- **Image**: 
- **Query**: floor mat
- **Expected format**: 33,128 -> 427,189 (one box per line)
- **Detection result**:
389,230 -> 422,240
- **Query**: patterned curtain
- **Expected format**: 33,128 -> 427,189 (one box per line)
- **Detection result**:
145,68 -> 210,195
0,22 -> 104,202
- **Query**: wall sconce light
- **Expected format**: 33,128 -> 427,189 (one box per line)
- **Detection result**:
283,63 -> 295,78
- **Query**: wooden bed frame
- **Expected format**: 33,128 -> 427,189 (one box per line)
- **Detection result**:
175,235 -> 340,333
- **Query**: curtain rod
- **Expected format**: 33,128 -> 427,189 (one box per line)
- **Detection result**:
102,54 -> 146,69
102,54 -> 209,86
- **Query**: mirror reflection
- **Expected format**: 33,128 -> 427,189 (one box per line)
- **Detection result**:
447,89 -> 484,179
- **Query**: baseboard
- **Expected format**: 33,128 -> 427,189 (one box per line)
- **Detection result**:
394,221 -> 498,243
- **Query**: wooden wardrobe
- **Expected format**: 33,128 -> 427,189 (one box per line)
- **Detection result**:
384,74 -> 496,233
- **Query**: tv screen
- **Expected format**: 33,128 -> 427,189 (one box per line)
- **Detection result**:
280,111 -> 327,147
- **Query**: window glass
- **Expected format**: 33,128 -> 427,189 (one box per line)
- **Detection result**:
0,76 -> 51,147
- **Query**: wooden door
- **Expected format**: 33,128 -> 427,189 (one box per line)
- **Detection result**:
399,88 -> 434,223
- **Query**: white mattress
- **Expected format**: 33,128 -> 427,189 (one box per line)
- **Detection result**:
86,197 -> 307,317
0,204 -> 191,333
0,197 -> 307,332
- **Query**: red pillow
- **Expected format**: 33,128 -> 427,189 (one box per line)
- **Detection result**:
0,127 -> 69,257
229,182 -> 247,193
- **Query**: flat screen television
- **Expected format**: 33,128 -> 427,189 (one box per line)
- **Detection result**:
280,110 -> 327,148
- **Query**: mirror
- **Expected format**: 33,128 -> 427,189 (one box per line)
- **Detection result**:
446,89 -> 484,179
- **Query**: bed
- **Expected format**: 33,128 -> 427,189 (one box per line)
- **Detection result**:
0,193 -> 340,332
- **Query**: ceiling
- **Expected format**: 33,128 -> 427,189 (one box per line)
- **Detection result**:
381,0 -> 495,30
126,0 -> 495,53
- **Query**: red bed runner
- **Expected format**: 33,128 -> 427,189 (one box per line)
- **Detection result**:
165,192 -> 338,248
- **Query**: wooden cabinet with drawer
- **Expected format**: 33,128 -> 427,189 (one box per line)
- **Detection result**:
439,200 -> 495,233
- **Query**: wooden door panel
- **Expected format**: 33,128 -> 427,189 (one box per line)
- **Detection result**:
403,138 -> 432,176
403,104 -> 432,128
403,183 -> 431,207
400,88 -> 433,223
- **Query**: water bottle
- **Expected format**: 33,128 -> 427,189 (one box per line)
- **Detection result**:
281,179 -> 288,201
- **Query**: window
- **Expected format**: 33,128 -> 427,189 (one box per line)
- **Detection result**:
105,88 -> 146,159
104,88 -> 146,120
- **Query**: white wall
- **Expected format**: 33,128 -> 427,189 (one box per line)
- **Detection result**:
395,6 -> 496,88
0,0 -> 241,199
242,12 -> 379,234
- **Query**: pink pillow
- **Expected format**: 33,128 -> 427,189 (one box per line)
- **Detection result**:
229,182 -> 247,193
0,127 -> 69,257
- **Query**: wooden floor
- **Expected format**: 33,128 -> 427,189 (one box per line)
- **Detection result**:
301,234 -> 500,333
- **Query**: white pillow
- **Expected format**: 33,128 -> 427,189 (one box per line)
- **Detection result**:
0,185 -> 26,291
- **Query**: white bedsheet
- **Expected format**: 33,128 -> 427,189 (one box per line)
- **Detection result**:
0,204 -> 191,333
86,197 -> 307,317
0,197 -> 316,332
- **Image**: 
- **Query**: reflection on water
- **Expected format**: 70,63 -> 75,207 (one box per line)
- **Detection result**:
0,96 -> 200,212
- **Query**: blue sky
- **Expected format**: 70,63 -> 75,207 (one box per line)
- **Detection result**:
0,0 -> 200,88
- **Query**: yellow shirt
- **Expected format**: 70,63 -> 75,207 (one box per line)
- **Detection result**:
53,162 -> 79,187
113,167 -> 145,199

━━━━━━━━━━━━━━━━━━━━━━━━━━━━━━

Reproduce the rows starting at the first line and ending at the line containing "389,230 -> 422,240", renaming "floor mat" to "door mat" and leaving everything else unchanged.

Answer to the task:
- **Image**: 
- **Query**: door mat
- **Expected format**: 33,128 -> 427,189 (one box per line)
- **Detection result**:
389,230 -> 422,240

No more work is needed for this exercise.